__Document excerpt__
"""

The data is likely to bolster Democrats’ arguments that more government spending won’t push inflation even higher. Republicans have chastised the White House and congressional Democrats for trying to pass another sprawling legislative package, saying it will heat up the economy even more. Conservatives also say the Federal Reserve should step in now to combat inflation by raising interest rates and yanking back support for the markets.
But part of Biden’s pitch is that his spending plans target rising prices in the long term. White House officials say that investing in stronger child-care options for families and physical infrastructure repairs, everyday costs for working-class families will come down.
The August inflation report wasn’t enough to soothe Wall Street by Tuesday’s close. The markets jumped shortly after the data released. But they gave up those gains by late afternoon, with the Dow Jones industrial average dropping 300 points.

"""

__Prompt__
According to the inflation report excerpt, how many points did the Dow Jones industrial average drop by late afternoon? Answer using only the inflation report excerpt.

__Data extract__
"""

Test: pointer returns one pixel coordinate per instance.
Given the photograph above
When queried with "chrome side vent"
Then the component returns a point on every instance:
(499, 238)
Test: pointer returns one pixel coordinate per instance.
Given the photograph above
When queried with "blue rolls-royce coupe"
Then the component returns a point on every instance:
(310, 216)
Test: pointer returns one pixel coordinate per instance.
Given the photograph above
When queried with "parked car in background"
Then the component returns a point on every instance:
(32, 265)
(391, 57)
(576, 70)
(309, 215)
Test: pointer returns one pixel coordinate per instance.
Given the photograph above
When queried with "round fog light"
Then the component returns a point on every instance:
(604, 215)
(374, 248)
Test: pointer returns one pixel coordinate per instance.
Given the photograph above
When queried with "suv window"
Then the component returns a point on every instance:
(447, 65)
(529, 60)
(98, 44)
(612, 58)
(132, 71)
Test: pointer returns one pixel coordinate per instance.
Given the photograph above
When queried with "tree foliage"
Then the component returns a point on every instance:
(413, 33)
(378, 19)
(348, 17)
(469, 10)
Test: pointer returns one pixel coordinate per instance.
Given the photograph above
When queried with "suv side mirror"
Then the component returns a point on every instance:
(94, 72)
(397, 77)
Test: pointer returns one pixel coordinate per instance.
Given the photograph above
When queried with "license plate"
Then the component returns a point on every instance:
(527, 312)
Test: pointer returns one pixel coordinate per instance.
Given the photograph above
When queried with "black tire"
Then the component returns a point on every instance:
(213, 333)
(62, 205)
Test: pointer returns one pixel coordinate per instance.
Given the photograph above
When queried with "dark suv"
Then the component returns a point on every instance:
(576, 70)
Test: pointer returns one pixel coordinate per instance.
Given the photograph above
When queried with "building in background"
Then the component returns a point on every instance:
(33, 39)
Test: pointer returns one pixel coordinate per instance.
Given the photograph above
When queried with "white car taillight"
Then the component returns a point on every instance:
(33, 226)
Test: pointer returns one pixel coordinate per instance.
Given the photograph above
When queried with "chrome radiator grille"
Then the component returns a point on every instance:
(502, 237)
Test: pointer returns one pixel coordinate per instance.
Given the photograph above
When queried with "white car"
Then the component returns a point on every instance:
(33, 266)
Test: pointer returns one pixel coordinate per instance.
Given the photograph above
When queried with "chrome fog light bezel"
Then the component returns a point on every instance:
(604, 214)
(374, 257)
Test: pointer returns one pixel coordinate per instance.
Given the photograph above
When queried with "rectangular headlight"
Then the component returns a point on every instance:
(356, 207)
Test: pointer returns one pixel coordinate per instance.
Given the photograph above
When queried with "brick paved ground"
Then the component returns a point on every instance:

"""
"""

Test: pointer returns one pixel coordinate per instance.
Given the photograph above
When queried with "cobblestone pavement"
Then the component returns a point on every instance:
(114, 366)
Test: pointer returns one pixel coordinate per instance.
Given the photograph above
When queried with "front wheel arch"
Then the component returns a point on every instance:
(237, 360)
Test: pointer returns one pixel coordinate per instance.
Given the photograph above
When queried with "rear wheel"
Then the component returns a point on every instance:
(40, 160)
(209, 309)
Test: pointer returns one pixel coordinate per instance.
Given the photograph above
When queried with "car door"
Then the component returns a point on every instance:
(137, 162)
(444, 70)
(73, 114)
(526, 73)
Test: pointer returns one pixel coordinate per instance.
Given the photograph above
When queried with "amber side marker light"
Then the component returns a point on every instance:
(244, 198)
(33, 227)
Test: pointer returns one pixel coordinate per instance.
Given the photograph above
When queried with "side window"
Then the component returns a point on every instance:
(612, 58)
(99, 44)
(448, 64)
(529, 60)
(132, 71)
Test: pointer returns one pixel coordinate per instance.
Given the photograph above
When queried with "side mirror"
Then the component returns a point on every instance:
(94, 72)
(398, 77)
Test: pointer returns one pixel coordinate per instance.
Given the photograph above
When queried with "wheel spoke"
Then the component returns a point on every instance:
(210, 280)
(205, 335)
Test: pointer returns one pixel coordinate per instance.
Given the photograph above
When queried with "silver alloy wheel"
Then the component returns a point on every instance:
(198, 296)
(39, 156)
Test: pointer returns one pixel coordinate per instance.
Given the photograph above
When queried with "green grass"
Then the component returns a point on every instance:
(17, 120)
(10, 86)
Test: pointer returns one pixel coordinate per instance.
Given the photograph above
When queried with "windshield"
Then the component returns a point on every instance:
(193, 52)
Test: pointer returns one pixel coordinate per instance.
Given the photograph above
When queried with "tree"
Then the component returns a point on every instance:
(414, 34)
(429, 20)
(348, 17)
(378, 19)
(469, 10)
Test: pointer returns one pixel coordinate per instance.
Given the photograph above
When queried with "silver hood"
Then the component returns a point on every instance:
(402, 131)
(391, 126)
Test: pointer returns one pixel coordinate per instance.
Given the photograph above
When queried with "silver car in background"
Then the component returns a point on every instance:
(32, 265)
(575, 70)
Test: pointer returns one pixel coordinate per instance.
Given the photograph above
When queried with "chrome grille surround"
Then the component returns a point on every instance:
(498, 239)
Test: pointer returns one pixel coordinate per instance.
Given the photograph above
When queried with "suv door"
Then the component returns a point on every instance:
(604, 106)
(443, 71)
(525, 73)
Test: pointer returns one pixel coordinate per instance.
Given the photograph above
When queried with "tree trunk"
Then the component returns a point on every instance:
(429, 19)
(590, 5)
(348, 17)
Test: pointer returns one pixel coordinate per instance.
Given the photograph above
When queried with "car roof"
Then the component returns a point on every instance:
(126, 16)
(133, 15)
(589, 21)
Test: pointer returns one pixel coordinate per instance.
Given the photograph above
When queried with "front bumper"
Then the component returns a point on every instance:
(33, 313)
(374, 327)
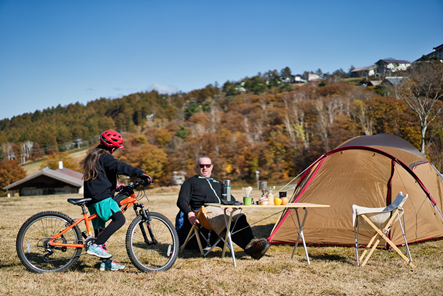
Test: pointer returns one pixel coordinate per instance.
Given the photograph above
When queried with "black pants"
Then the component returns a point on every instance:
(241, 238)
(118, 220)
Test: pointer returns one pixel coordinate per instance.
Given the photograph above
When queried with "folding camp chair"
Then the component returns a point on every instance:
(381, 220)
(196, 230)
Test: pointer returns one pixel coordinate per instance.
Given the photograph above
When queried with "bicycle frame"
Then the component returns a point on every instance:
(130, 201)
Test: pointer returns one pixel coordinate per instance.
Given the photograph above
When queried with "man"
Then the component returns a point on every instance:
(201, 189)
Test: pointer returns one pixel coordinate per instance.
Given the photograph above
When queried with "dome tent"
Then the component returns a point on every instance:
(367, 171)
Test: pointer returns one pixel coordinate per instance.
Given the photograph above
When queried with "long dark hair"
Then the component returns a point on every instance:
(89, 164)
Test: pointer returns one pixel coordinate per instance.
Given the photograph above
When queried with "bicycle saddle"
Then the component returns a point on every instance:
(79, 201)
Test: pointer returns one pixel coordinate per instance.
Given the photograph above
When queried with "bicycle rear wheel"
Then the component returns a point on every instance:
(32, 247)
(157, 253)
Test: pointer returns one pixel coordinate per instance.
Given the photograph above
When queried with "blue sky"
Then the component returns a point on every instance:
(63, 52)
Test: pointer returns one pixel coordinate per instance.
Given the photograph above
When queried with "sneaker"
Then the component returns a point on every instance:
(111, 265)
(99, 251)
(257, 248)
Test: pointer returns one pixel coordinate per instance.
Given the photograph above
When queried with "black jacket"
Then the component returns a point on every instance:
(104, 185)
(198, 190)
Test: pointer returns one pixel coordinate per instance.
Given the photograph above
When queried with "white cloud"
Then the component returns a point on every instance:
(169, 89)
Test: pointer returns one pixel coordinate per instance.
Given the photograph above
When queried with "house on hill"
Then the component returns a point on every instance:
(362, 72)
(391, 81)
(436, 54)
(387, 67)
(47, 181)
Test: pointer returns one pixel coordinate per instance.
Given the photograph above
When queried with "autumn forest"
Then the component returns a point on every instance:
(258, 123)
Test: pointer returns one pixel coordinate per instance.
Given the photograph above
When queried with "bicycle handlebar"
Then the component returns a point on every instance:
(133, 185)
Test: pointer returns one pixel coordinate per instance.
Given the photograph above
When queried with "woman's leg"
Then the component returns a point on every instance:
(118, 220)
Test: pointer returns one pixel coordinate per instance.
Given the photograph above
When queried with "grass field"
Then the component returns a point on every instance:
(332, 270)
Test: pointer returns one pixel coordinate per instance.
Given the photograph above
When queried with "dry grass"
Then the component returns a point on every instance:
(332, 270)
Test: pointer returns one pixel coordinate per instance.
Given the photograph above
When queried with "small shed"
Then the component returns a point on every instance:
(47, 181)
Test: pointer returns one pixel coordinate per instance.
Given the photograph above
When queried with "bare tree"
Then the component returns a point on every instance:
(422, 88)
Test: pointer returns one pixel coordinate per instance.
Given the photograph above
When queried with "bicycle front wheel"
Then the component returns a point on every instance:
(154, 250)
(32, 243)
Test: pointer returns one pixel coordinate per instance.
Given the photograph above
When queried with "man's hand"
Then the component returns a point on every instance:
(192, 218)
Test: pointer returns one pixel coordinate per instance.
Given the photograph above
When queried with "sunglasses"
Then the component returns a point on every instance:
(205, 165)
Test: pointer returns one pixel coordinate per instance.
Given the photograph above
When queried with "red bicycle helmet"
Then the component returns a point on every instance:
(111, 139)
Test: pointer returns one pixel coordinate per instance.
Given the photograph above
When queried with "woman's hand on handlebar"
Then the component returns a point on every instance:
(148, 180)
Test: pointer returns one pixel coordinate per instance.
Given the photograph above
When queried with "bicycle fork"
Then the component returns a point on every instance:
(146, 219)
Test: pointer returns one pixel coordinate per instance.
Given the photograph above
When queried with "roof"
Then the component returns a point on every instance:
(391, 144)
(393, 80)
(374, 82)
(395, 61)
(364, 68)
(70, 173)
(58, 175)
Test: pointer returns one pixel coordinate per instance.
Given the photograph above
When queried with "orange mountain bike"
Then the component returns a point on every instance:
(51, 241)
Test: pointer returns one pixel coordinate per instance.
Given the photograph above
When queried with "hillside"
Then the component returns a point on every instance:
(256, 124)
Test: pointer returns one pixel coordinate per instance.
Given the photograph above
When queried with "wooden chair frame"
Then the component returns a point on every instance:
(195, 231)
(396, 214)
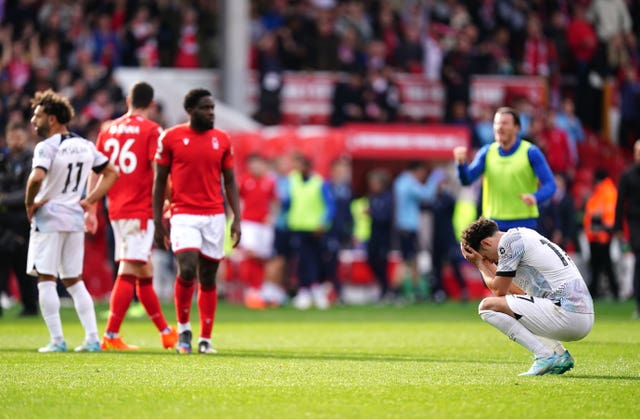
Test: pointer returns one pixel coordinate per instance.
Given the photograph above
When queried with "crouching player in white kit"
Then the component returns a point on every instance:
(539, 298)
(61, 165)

"""
"""

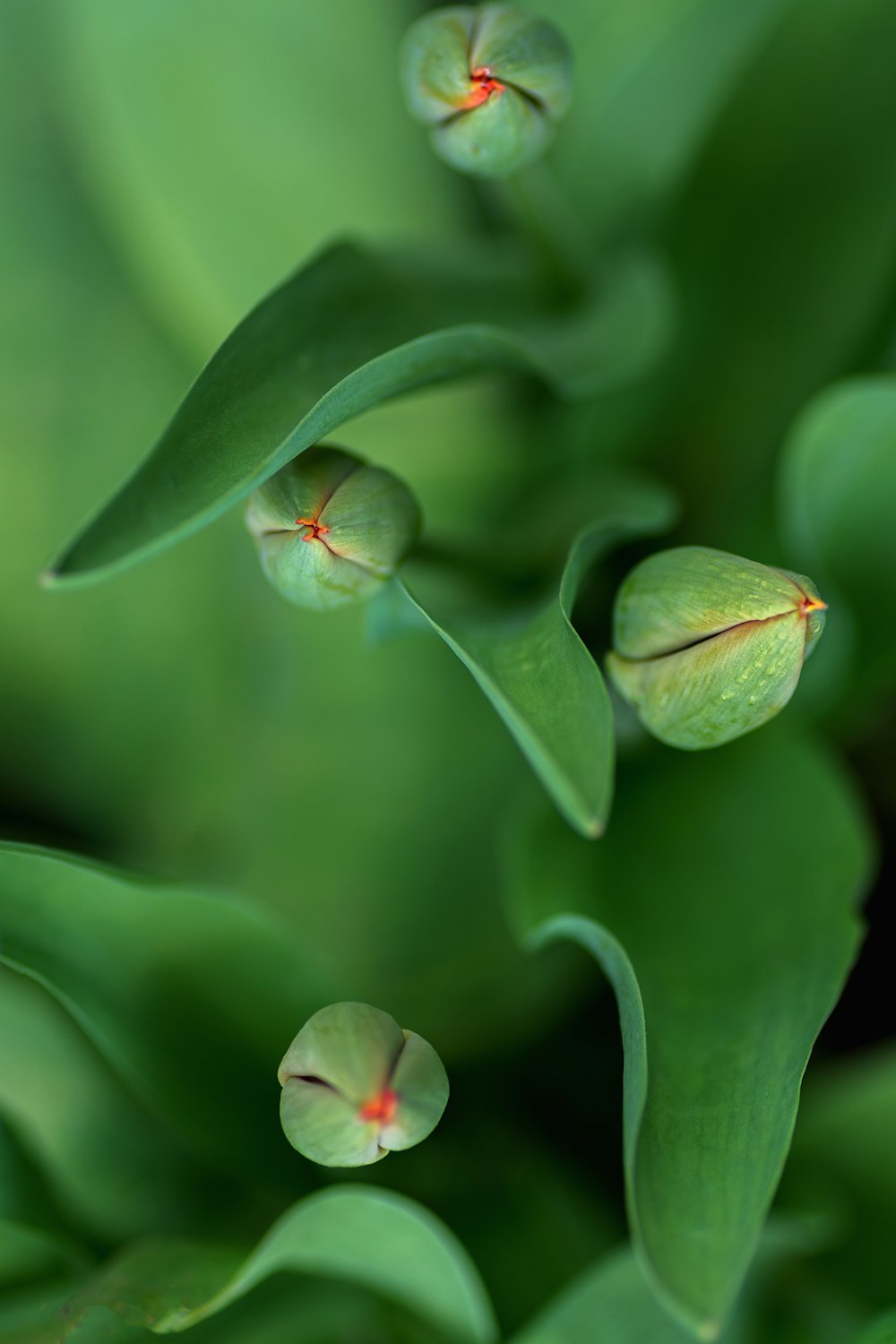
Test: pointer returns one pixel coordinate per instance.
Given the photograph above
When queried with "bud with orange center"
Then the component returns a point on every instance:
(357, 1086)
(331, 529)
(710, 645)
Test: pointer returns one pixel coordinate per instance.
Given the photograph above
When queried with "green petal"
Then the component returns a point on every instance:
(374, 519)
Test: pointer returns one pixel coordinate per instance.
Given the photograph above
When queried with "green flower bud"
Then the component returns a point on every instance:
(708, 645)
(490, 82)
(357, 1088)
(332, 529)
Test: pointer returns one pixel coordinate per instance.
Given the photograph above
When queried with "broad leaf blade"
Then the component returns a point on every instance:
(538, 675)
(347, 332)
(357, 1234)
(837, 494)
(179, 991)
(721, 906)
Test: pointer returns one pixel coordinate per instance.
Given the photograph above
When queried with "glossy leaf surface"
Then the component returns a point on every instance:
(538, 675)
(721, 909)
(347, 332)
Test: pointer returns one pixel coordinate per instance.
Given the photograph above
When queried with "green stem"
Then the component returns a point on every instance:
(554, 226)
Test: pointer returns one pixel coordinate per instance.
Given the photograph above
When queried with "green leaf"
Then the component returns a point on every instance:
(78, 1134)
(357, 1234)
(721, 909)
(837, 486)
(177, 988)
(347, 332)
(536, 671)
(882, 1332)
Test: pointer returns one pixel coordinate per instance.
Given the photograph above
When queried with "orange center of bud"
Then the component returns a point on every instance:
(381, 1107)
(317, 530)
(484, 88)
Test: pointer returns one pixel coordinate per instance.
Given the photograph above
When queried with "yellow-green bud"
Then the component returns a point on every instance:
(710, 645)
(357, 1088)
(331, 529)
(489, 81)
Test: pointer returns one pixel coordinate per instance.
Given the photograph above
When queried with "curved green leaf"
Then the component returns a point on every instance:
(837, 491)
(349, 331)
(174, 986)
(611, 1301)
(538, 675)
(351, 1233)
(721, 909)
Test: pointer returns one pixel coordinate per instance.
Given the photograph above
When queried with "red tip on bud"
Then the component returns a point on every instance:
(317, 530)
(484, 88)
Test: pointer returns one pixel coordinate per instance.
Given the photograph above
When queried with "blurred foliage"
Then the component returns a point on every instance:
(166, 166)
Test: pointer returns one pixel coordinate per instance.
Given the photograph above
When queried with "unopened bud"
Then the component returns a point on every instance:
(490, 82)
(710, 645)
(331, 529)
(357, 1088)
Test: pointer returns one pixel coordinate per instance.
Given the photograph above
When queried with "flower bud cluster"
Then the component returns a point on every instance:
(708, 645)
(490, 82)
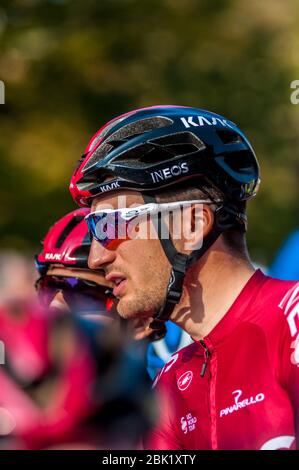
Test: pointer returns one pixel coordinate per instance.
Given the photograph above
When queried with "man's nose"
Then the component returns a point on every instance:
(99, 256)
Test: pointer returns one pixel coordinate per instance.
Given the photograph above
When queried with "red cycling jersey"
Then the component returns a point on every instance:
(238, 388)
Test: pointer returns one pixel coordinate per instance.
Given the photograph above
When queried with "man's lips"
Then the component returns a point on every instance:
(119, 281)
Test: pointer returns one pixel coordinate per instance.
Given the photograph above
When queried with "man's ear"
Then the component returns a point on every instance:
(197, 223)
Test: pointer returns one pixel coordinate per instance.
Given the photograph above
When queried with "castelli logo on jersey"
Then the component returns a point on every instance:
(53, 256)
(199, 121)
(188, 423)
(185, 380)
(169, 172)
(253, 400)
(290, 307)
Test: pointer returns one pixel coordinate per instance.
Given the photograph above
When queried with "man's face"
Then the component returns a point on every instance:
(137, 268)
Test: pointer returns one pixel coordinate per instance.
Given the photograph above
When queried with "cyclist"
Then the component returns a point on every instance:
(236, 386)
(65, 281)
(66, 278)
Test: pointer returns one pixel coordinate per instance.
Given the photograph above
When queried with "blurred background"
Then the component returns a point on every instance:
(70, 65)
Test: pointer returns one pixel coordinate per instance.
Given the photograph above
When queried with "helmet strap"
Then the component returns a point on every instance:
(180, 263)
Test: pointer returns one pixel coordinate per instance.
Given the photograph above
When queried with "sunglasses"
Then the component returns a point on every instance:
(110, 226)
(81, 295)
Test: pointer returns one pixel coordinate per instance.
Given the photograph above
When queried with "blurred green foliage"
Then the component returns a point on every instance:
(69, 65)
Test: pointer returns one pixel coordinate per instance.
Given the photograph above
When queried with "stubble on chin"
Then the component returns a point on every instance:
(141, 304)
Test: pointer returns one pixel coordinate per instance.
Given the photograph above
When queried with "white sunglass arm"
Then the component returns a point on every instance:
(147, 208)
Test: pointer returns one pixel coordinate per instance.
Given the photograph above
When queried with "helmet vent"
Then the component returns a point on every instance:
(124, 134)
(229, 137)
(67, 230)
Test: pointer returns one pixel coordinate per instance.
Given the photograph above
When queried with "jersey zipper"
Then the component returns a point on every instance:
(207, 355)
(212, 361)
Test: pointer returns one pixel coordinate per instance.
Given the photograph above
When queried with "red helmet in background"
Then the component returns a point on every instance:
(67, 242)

"""

__Output below__
300 points